To do =>
Can you change every "Target" in these entries to "Object" and leave everything else untouched?

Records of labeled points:
* Start *

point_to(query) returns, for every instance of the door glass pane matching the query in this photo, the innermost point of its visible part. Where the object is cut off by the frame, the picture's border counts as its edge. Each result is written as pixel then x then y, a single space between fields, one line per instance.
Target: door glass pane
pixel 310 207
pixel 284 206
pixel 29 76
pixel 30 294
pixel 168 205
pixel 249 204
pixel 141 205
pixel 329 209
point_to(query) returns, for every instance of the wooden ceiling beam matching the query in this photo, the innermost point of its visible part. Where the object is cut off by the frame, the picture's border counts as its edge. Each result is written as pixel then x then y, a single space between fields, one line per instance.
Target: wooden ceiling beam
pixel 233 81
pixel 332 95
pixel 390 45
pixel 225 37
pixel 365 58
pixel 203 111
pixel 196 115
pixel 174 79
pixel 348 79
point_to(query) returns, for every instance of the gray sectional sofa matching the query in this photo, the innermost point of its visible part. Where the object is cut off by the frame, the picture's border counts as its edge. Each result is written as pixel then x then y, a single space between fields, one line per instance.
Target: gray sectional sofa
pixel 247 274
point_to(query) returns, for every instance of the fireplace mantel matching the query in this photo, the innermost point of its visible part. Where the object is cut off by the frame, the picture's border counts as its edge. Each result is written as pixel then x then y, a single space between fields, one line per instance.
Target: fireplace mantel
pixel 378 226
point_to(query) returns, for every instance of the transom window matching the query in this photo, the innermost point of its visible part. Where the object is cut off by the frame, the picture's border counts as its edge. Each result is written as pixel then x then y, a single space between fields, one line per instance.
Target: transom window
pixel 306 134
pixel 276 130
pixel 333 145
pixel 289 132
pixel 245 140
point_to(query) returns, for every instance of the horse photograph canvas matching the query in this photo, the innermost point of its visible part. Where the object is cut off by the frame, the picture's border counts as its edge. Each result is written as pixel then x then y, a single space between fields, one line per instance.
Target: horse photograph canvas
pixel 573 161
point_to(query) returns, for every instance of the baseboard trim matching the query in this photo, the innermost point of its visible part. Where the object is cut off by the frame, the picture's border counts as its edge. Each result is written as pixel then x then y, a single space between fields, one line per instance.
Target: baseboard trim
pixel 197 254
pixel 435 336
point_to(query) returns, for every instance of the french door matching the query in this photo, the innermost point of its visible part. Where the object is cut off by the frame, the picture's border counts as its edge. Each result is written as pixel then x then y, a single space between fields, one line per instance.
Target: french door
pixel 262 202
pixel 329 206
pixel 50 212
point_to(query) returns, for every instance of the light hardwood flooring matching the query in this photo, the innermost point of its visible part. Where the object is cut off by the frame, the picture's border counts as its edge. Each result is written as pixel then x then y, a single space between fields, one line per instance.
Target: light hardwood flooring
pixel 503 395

* End *

Task answer =>
point_to(query) returns, for every instance of the door glass pane matching the query in this photo, the innermost point of its visible part. Where the object is cut off by the frame, the picture's border counts as its edge. Each result is written as pixel then x then y, a single space between fields, one line per instance.
Object: door glass pane
pixel 310 207
pixel 284 206
pixel 29 76
pixel 30 294
pixel 168 205
pixel 249 204
pixel 141 205
pixel 329 209
point_to(query) returns, for every instance of the wooden ceiling beam matching the query in this photo, the innermost point of its visible part. Where the object is cut off by the frame, the picture's border counts as its edge. Each result is written as pixel then x then y, a single space between fields, one line per instance.
Object: wooden ceiling beam
pixel 233 81
pixel 332 95
pixel 390 45
pixel 225 37
pixel 365 58
pixel 203 111
pixel 196 115
pixel 174 79
pixel 348 79
point_to(query) returns, for every instance of the gray sectional sofa matching the query in this photo, the innermost point of its visible part. Where the object is cut off by the frame, the picture's border counts as its edge. Each result is written as pixel then x then y, a single space between fields, one line per instance.
Object: gray sectional sofa
pixel 247 274
point_to(query) returns, for every instance of the fireplace mantel matching the query in this photo, the innermost point of its visible part. Where the object is cut off by the frame, the picture's border counts as its edge. Each result is written as pixel then x then y, a single space between fields, one line per instance.
Object: fireplace mantel
pixel 378 226
point_to(query) returns, for every instance of the transom window matching the query in this photo, the innermost point of its visible part. Where the object is cut off by the frame, the picture's border counts as its edge. Each result is written as pixel then x then y, a single space between fields, one line per instance.
Object: transom window
pixel 306 134
pixel 276 130
pixel 333 145
pixel 289 132
pixel 245 140
point_to(query) returns, for every instance of the horse photograph canvas matching the query in this photo, the innermost point of its visible part. Where the object is cut off by the frame, the picture's border counts as its edge. Each result is written as pixel then x then y, a single space between fields, one line per instance.
Object: horse photograph canvas
pixel 573 161
point_to(query) returns, for every instance of the baseboard trim matching the query in this photo, the innermost point of its visible part. Where the object is cut off by the frame, the picture's border counts as its edge. Each result is written as pixel then x then y, a single space between fields, one line per instance.
Object: baseboard trim
pixel 197 254
pixel 435 336
point_to(query) returns, for every instance of the french door matching the query in this photo, the innermost point of its visible part. Where the object is cut off by the frame, the picture's border counts as its edge. Each result is written as pixel then x then y, a single space between fields, one line per instance.
Object: french door
pixel 262 202
pixel 329 206
pixel 50 212
point_to(query) returns, for every instance of the light hardwood flooring matching the query in this photo, the innermost point of its visible part. Where the object is cut off by the frame, the picture's border counts as its edge. Each result is written as pixel then x then y, a single space between fields, one line per instance.
Object: light hardwood flooring
pixel 503 395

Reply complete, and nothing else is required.